This Subgenre Is The Future Of Horror, Here’s Why
Every once in a while, I let my boredom take the wheel and I do a blind run through the questionable content that’s been on my mental rolodex for a while. This is exactly how I learned about analog horror, a subgenre that primarily exists online, takes elements from the found footage genre, and typically takes place during a time where the supposed limitations of the technology it’s trying to replicate are used in ways that make you feel you’re trapped in another dimension that’s vaguely familiar in an uncanny valley kind of way.
Like the name suggests, analog horror boast an aesthetic that’s reminiscent of VHS tapes, old personal camcorders, late-night infomercials, and just enough clever editing and storytelling to tell me that this is the future of horror as we know it.
The Infomercial Fever Dream
After working my way through The Mandela Catalogue, which Dread Central has referred to as “the supreme [example] of what analog horror looks and sounds like,” I have thoughts on why this subgenre would change the game if exposed to a larger audience.
Repurposing old public service announcements and archival footage, a new narrative is constructed and folded into a disturbing tale about shape-shifting creatures known as “alternates,” who psychologically torture their subjects to the point of suicide. Audio/visual glitches are used aggressively, but not egregiously, in a way that makes everything seem just ever-so slightly removed from the reality that we live in.
Through the use of these public service announcements, found footage in the form of security cameras, warped biblical cartoons, and old online chat and call logs, The Mandela Catalog will feel like a nightmarish version of something you’ve seen before, but have never actually seen. The best way I could describe the viewing experience is waking up to a glowing TV sometime in the ’90s, staring the screen in a daze, and not knowing for certain if what you’re watching is an actual broadcast, or something you’re conjuring up in your own mind while trapped in a state of sleep paralysis.
━━━━━━━━━━━━━━━━
▸ PROMPT
Carry on the piece about analog horror, starting right after its final sentence about sleep paralysis.

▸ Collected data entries
━━━━━━━━━━━━━━━━
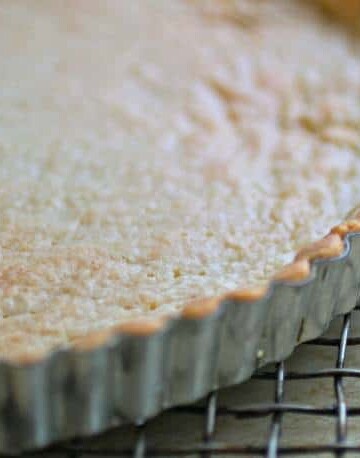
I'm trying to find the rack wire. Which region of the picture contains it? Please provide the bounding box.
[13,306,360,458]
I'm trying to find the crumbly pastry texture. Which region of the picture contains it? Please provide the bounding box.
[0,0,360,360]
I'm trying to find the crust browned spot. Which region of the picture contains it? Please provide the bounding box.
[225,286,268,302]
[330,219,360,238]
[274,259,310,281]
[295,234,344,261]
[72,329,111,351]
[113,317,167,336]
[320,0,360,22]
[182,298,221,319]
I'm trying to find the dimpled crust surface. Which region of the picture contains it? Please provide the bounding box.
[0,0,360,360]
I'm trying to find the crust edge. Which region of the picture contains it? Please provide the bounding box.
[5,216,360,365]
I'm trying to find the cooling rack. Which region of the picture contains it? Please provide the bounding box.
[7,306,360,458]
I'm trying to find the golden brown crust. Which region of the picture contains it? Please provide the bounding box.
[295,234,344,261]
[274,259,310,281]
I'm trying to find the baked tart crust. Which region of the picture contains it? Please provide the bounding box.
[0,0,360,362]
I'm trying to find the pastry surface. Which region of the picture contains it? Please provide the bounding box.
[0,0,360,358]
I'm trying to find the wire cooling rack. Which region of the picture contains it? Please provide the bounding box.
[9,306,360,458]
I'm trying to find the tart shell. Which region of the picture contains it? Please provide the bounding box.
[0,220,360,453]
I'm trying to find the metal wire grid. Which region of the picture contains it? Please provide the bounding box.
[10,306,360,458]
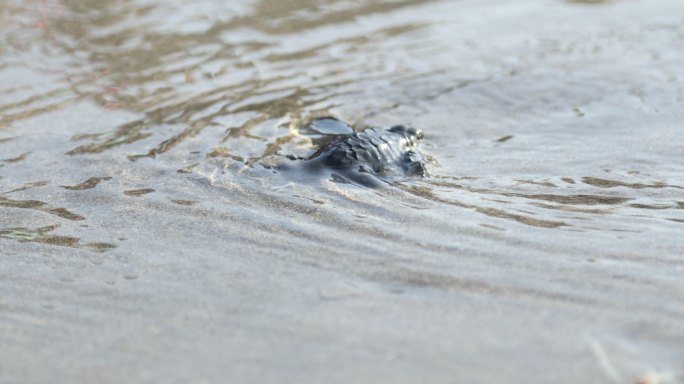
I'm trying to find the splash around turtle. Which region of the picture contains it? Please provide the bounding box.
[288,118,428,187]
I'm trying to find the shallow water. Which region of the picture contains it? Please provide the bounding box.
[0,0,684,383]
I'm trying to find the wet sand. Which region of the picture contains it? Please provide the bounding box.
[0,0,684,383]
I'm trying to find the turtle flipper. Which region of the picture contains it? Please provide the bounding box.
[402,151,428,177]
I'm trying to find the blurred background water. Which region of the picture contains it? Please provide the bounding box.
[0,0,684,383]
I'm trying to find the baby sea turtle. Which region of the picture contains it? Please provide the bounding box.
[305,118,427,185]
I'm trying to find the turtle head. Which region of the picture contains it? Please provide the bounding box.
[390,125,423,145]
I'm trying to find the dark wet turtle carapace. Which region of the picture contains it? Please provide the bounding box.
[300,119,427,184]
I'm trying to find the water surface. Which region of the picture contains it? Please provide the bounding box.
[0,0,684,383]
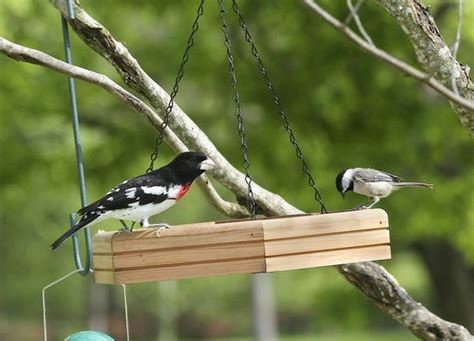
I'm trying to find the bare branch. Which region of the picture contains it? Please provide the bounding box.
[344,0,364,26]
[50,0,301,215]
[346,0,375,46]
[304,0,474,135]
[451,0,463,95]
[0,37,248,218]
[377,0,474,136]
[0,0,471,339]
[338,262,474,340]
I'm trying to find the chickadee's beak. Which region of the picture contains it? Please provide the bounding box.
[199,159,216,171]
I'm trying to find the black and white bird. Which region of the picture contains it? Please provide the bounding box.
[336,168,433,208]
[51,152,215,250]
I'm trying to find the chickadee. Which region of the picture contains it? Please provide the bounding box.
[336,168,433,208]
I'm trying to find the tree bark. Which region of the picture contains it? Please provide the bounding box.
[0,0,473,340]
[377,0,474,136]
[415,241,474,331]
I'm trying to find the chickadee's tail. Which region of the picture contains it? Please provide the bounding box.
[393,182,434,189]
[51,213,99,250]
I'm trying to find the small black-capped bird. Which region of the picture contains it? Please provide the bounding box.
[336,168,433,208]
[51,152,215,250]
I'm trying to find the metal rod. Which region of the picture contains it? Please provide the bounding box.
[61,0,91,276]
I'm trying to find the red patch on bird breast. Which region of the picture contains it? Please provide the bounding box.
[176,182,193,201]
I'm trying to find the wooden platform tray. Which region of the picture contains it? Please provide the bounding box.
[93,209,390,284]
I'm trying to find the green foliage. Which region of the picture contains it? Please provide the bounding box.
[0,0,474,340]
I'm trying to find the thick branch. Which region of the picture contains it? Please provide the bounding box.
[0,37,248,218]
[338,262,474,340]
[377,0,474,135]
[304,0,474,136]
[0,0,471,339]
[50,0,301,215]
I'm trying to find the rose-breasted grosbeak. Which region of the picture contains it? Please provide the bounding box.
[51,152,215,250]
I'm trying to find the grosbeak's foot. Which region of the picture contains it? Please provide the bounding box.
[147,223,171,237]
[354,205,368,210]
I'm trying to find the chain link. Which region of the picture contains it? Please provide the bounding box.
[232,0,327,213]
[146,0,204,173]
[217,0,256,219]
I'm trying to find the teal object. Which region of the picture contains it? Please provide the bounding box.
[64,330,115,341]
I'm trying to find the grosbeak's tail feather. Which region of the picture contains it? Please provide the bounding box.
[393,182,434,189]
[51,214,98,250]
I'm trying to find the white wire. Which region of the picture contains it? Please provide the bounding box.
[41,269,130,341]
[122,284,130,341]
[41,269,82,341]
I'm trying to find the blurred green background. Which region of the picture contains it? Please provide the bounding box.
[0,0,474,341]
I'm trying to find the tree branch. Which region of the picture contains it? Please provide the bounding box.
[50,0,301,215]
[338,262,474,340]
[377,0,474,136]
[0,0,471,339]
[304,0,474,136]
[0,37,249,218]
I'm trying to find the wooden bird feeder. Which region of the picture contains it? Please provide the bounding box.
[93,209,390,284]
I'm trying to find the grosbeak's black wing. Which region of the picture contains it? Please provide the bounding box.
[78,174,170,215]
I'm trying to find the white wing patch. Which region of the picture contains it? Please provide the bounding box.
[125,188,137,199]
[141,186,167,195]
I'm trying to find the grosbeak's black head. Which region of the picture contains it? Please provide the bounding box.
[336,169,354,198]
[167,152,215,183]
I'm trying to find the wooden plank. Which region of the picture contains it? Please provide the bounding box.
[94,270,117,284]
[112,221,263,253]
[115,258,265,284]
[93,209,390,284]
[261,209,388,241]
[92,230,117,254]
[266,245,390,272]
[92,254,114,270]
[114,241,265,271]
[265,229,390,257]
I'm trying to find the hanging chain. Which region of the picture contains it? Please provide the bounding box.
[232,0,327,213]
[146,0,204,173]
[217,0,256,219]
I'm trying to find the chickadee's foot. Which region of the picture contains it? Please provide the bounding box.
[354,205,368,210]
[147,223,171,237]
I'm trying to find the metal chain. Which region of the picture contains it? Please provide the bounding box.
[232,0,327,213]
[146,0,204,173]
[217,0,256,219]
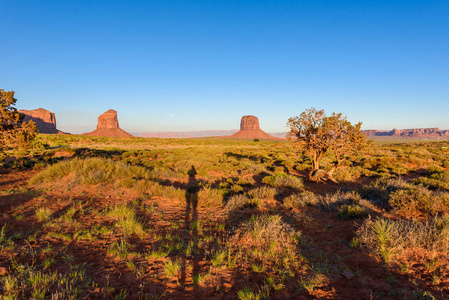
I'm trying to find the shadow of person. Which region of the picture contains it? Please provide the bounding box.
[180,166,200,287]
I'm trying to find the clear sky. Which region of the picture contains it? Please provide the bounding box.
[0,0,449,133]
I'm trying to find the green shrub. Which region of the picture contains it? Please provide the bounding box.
━━━━━━━━━━━━━━━━
▸ ANSWER BOX
Back to the Basics
While The Mandela Catalogue is an extreme example of what analog horror can do by pushing the subgenre to its technological limits, series like No Through Road take more of a traditional found footage approach in their delivery.
Though it takes a more back-to-basics approach, No Through Road is considered to be one of the first works of analog horror that proved the concept as a viable horror subgenre. You’ll notice a lot of found footage tropes in this series of shorts that were originally popularized for a wide audience by The Blair Witch Project, like marketing the content as “actual recovered footage,” but there’s something different going on here.
We’re not following a group of kids who are filming a documentary in No Through Road, but rather kids who are trapped in a space-time loop while driving through the English countryside, desperately trying to escape. While the premise occupies borderline fantastical territory, all you see is grit, fear of the unknown, and analog technology like car radios and video cameras glitching out, creating a sense of terror that’s always looming just out of frame.
Don’t Get Lost In The Backrooms
By now, you may have noticed how online users have ubiquitously started associating photos of liminal spaces with “The Backrooms,” and you can thank the Kane Parsons-created analog horror web series of the same name for this. I can’t speak for everybody, but every time I see a picture of an abandoned shopping mall, empty commercial real-estate, or a vacated suburban neighborhood, somebody is always commenting “we found the Backrooms!”
This analog horror series takes place in a fictional facility known as “the Complex,” which is a labyrinth of hallways and empty rooms created by a company called Async Research. Though the series was rendered in Blender, it’s edited to the point of looking startlingly realistic. But what’s most impressive about the lore that continually expands through The Backrooms is that it was created by a 17-year-old.
The Future Of Horror Is A Youthful Endeavor
So why do I think analog horror subgenre is the future of horror? For one thing, the genre-defining works that are going insanely viral online are primarily created by teenagers who are pushing through creative boundaries with no regard for tradition. Sure, there are kernels of found footage tropes peppered throughout their work, but they’re effectively generating suspense and a profound sense of existential dread on shoe-string budgets using the technology that’s available to them in a way that still hasn’t been fully explored.
It’s easy to write off web series that are uploaded directly to YouTube as not legitimate art, and I’m guilty of doing this myself. But when I came to the realization that most animation I watch is from up-and-comers without proper studio backing (MeatCanyon, for example), it dawned on me that there are some absolutely unhinged creators out there who are boot-strapping their passion projects because they’re so ahead of their time that studios haven’t picked up what they’re throwing down yet.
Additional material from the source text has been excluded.